**Text**
##########
Datasets
A dataset in CalabiIQ is the layer between your raw database tables and your charts. Every chart is built on exactly one dataset. Datasets centralise metric definitions, column descriptions, and access controls so that all charts sharing the same dataset stay consistent.
Physical vs Virtual Datasets
CalabiIQ supports two kinds of datasets:
| Type | Definition | When to use |
|---|---|---|
| Physical | Points directly to a single table or view in a connected database | The data is already well-shaped in the warehouse |
| Virtual | Defined by a custom SQL query (a sub-select) | You need to join tables, filter rows, or derive columns before charting |
Creating a Physical Dataset
- Navigate to Data → Datasets in the top navigation.
- Click + Dataset.
- Select the Database from the dropdown.
- Select the Schema.
- Select the Table from the list of available tables.
- Click Add → Add dataset and create chart (to immediately build a chart) or Add dataset (to save without charting).
The new dataset appears in the Datasets list, ready to be explored.
Creating a Virtual Dataset
Use virtual datasets when you need a calculated or joined view that does not exist as a table in the database.
- Navigate to SQL → SQL Lab.
- Write a query that produces the shape you want to chart:
SELECT
DATE_TRUNC('month', exam_date) AS exam_month,
country_name,
COUNT(*) AS total_attempts,
SUM(CASE WHEN passed THEN 1 ELSE 0 END) AS passes,
ROUND(100.0 * SUM(CASE WHEN passed THEN 1 ELSE 0 END) / COUNT(*), 2) AS pass_rate
FROM psychometric_reporting.scores s
JOIN dim.candidates c ON c.candidate_id = s.candidate_id
WHERE exam_date >= '2025-01-01'
GROUP BY 1, 2
- Run the query to verify results.
- Click Explore in the Results toolbar.
- In the Chart Editor, click ··· → Save as dataset.
- Enter a Dataset name (e.g.,
Monthly Pass Rates by Country). - Click Save & Explore.
Use CTEs (WITH clauses) inside virtual dataset SQL to make the logic easy to read and modify later. The full SQL is stored and can be edited from the Dataset editor.
Editing a Dataset
- Navigate to Data → Datasets.
- Find the dataset and click the Edit (pencil) icon in the Actions column.
- The dataset editor opens with four tabs:
| Tab | What you configure |
|---|---|
| Source | Database, schema, table (physical) or SQL (virtual) |
| Metrics | Saved aggregation expressions |
| Columns | Column visibility, data types, descriptions, and temporal settings |
| Settings | Dataset name, description, cache timeout, certification status |
- Make your changes and click Save.
Columns Tab
The Columns tab is where you control how each column appears and behaves in the Chart Editor.
##########
**Supplied records**
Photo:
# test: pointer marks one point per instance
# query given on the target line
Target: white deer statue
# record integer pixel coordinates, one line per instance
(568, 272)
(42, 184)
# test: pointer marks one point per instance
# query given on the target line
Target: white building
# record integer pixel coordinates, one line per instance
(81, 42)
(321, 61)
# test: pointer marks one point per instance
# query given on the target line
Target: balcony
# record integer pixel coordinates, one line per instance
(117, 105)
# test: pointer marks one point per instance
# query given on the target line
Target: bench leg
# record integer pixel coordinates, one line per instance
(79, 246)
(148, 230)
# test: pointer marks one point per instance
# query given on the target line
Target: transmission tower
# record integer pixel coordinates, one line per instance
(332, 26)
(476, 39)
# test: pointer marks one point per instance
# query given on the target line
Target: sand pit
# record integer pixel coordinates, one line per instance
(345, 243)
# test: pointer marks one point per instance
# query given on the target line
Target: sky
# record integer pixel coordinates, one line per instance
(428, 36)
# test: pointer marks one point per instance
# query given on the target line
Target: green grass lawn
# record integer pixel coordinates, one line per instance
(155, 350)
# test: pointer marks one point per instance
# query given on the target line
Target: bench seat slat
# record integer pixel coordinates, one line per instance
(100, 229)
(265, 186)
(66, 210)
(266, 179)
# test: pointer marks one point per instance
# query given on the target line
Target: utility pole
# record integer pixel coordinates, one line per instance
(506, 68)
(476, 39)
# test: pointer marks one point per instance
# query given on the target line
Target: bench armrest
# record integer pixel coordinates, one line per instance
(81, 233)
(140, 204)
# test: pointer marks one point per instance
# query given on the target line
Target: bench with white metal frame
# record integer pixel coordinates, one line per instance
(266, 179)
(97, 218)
##########
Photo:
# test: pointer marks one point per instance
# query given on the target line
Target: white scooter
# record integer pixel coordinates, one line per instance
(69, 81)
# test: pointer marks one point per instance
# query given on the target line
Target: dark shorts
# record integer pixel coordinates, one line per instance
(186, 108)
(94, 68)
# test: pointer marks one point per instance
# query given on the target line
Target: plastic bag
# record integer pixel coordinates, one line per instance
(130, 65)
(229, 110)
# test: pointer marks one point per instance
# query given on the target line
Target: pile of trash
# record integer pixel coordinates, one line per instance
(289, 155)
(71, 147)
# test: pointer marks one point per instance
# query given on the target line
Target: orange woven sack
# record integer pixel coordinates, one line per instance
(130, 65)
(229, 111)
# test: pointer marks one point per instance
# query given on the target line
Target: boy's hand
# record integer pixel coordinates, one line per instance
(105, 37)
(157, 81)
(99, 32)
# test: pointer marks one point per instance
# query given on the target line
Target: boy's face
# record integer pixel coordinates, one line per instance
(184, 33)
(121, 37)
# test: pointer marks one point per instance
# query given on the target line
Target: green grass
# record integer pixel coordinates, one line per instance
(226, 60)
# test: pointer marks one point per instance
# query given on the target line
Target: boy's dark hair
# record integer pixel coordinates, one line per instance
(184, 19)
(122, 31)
##########
**Written tasks**
1. Translate this sentence from the text on CalabiIQ datasets into Spanish: "Every chart is built on exactly one dataset."
2. Write the next part of the text on CalabiIQ datasets, picking up after its final sentence.

**Response list**
1. Cada gráfico se construye sobre exactamente un conjunto de datos.

2.
| Setting | Purpose |
|---|---|
| Column name | The raw column name from the database |
| Verbose name | A human-friendly label shown in chart dropdowns (e.g., exam_date → Exam Date) |
| Type | Data type override: STRING, NUMERIC, DATETIME, BOOLEAN |
| Is temporal | Mark as a date/time column so it appears in the Time filter |
| Is filterable | Allow this column to appear in dashboard filter dropdowns |
| Is dimension | Show in the Dimensions (Group By) selector |
| Default endpoint | URL to open when a user clicks on a value in a table chart |
| Description | Plain-text or Markdown description shown as a tooltip in chart editor |
Making a column a time column
If your table has a timestamp column not automatically detected:
- Open the dataset in edit mode.
- Go to the Columns tab.
- Find the column, click Edit.
- Set Type to
DATETIMEand check Is temporal. - Save.
Metrics Tab
Saved metrics let you define reusable aggregations once and use them across many charts.
| Field | Example |
|---|---|
| Metric name | pass_rate |
| Verbose name | Pass Rate (%) |
| Expression | ROUND(100.0 * SUM(CASE WHEN passed THEN 1 ELSE 0 END) / COUNT(*), 2) |
| Description | Percentage of exam attempts that resulted in a pass. |
See Metrics for the full guide to creating and certifying metrics.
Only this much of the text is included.